Start
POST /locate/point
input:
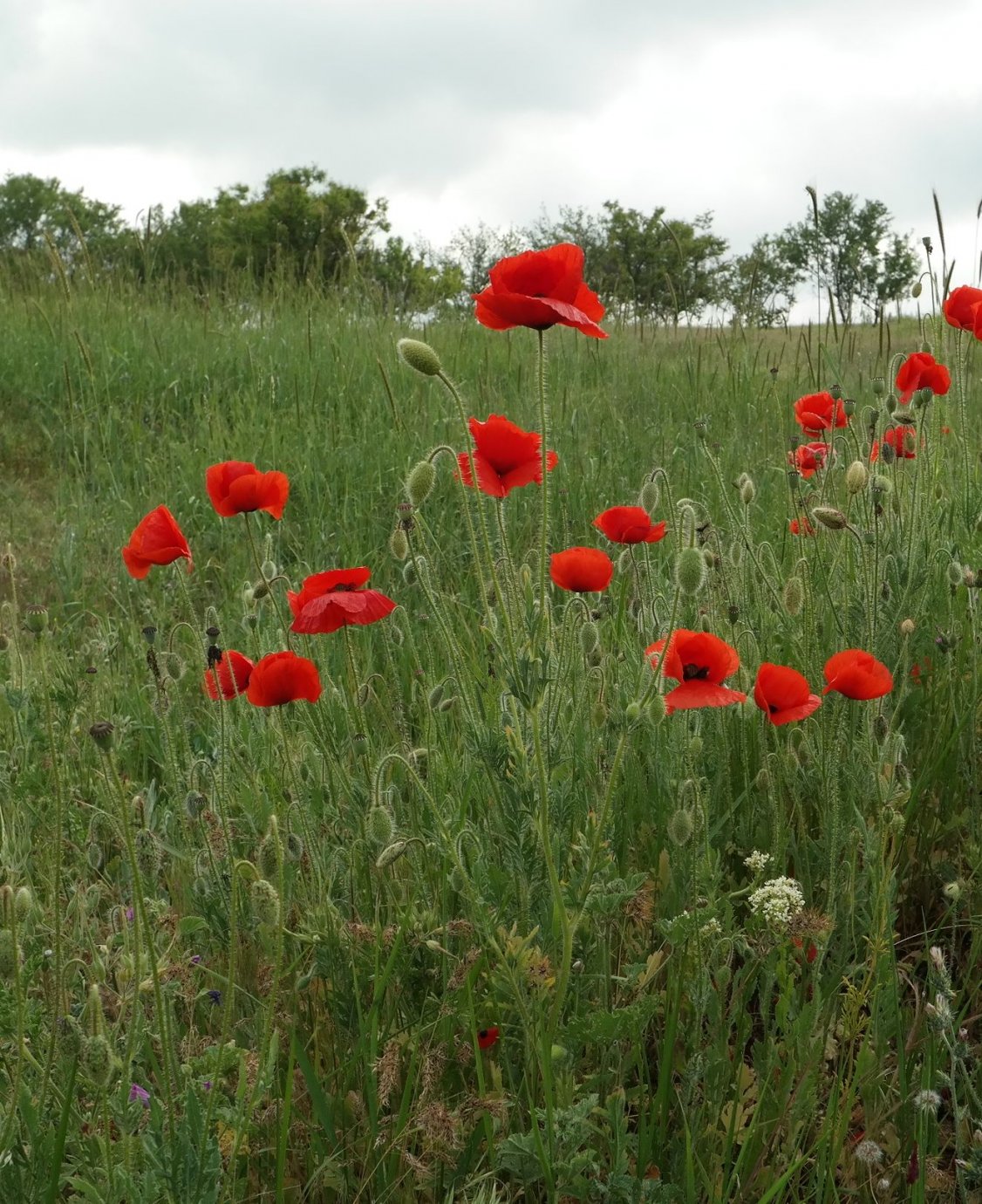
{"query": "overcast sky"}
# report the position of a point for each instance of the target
End
Start
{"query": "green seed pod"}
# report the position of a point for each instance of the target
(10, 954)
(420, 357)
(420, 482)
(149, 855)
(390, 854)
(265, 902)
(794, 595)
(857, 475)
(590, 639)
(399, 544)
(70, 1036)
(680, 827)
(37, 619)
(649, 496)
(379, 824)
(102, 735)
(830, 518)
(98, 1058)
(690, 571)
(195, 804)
End
### Your goal:
How many lines of the records above contain the word "query", matching case exactly? Reply with the number alone.

### Exercise output:
2